Document excerpt:
** begin **

Closure of space and access around holy sites: Restrictions around Damascus Gate in Jerusalem are ominous signs that suggest that Israeli authorities have not learned the lessons of last year about how provocative these measures are precisely at a moment when Palestinians seek to spend time together in and around the holy city. Will these restrictions remain or even grow? Will they go beyond the gate and extend to the Noble Sanctuary compound as well? In recent years, metal detectors near the compound set off a firestorm of protest against Israeli limits on Palestinian freedom of movement. Repeating old tactics will most likely lead to the same outcome.
The denial of equitable access to any community would stand out as a serious slight.
Overlapping holidays and the last week of Ramadan: Despite operating on several different religious calendars, fate has it that this year the month of Ramadan overlaps with the Jewish Passover holiday (April 15-23), the Catholic Easter (April 17), and the Eastern Orthodox Easter (April 24). This means that the vast majority of the city’s religious communities may be seeking access to the holy sites at similar times. The denial of equitable access to any community would stand out as a serious slight. In 2021, the situation escalated significantly when Israeli police raided the Al-Aqsa Mosque during the particularly important last days of Ramadan.
While last year’s unique circumstances are not the same today, this year brings its own unique conditions. Additionally, last year’s lessons remain quite relevant. The extent to which this Ramadan in Jerusalem remains a peaceful month of worship or a volatile month of protest and repression depends heavily on the choices Israeli authorities make in their treatment of Palestinians in the holy city of Jerusalem and beyond.

** end **

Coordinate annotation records
** begin **

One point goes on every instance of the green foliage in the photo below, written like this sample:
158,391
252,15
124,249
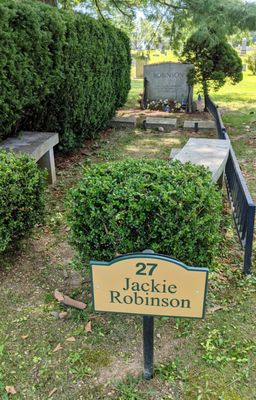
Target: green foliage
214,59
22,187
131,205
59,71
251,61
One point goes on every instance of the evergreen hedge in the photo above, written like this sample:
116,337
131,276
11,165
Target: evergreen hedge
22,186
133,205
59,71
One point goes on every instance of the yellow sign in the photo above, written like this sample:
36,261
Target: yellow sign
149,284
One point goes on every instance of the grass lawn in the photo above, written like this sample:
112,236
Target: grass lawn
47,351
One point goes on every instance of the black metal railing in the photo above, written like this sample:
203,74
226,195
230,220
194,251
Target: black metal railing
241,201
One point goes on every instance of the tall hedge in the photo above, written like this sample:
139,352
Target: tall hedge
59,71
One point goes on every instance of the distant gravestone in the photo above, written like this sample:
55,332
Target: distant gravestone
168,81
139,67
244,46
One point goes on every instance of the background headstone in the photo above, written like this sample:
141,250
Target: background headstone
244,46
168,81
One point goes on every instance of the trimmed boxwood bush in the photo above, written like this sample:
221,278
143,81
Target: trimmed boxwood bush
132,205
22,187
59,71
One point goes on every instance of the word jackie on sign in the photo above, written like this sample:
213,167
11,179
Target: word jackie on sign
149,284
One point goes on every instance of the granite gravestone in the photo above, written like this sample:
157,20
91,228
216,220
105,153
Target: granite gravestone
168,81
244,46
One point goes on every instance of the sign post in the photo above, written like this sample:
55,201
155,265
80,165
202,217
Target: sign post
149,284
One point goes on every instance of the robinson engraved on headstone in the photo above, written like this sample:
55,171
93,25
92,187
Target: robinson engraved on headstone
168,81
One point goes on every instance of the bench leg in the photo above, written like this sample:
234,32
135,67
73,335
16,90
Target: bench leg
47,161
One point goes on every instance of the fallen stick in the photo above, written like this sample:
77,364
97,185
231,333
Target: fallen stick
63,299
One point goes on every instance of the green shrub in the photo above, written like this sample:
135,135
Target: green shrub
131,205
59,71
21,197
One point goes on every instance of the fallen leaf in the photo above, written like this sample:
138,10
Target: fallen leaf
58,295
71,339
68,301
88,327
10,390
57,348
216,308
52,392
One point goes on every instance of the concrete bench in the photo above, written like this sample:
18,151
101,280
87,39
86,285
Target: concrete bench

** end **

Put this sentence from the passage on Ramadan in Jerusalem into Spanish: "Repeating old tactics will most likely lead to the same outcome." Work only from the passage on Ramadan in Jerusalem.

Repetir las viejas tácticas muy probablemente conducirá al mismo resultado.